_Collected data_
────────
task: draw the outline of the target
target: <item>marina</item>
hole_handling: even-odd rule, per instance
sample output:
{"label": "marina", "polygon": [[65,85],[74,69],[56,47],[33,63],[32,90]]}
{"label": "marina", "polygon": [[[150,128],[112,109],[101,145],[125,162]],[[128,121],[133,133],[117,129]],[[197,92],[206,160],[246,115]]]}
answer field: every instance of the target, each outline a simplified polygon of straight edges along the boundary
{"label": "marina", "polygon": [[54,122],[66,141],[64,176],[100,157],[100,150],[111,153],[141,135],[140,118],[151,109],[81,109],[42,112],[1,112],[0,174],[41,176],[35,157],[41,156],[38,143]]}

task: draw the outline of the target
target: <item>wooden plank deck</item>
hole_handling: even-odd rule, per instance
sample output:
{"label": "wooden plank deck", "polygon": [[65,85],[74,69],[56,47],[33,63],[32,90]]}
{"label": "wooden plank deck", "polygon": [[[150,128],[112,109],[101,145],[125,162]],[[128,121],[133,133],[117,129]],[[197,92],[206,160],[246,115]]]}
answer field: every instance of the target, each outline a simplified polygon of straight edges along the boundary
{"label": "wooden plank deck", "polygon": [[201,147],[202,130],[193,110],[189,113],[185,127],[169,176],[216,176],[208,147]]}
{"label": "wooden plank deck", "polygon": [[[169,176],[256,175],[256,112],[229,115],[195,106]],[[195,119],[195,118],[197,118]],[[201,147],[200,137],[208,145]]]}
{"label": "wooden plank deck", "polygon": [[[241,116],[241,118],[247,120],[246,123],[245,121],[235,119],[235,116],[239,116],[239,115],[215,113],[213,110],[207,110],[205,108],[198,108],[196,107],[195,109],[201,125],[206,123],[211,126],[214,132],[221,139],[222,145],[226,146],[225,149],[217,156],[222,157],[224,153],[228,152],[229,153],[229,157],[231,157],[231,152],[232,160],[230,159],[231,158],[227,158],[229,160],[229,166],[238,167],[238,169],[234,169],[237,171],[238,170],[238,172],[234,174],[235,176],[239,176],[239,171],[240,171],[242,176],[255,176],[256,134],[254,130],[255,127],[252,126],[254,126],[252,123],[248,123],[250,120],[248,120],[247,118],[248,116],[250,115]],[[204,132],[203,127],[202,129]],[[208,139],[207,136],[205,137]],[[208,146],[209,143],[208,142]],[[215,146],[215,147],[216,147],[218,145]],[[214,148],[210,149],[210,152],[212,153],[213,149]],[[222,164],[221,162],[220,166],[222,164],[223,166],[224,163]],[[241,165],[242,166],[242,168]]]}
────────
_EXERCISE_
Return the whole listing exactly, with every line included.

_COMPLETED TASK_
task: draw the outline of the target
target: <item>marina</item>
hole_handling: even-odd rule, per instance
sample output:
{"label": "marina", "polygon": [[65,85],[74,69],[56,47],[33,63],[32,90]]}
{"label": "marina", "polygon": [[[150,128],[112,109],[101,145],[125,162]],[[128,121],[133,133],[117,129]],[[197,92],[206,160],[246,115]]]}
answer field: every instance of the target, each outline a simplified polygon of straight edges along the boundary
{"label": "marina", "polygon": [[54,122],[66,141],[64,176],[100,157],[100,150],[111,153],[141,135],[140,118],[151,109],[81,109],[42,112],[1,112],[0,174],[41,176],[35,157],[41,156],[38,143]]}

task: draw the outline of the target
target: <item>wooden plank deck</item>
hole_handling: even-odd rule, per instance
sample output:
{"label": "wooden plank deck", "polygon": [[65,85],[74,69],[56,47],[33,63],[32,90]]}
{"label": "wooden plank deck", "polygon": [[[150,128],[112,109],[101,145],[125,162]],[[128,121],[133,133],[117,129]],[[197,92],[206,160],[246,115]]]}
answer field: every instance of the target, each outline a simplified polygon of straight edges along the boundary
{"label": "wooden plank deck", "polygon": [[201,147],[202,130],[193,110],[189,113],[185,127],[169,176],[216,176],[208,147]]}
{"label": "wooden plank deck", "polygon": [[[169,176],[256,175],[256,112],[229,115],[195,106]],[[195,119],[195,118],[197,118]],[[201,147],[200,137],[208,145]]]}
{"label": "wooden plank deck", "polygon": [[[241,116],[241,118],[247,120],[246,123],[245,121],[235,119],[235,116],[239,116],[239,115],[215,113],[213,110],[207,110],[205,108],[198,108],[196,107],[195,109],[201,125],[206,123],[211,126],[214,132],[221,139],[222,145],[226,146],[225,149],[217,156],[222,157],[224,153],[228,152],[229,153],[229,157],[231,157],[231,152],[232,160],[230,159],[231,158],[227,158],[229,160],[229,166],[238,167],[238,169],[234,169],[237,171],[238,170],[238,172],[234,174],[235,176],[239,176],[239,171],[240,171],[242,176],[255,176],[256,134],[254,130],[255,127],[252,126],[254,126],[252,123],[248,123],[250,120],[248,120],[247,118],[248,116],[250,115]],[[204,132],[203,127],[202,129]],[[208,139],[207,136],[205,137]],[[208,146],[209,143],[208,142]],[[215,146],[215,147],[216,147],[218,145]],[[214,148],[210,149],[210,152],[212,153],[213,149]],[[222,164],[221,162],[220,166],[222,164],[223,166],[224,163]],[[241,165],[242,166],[242,168]]]}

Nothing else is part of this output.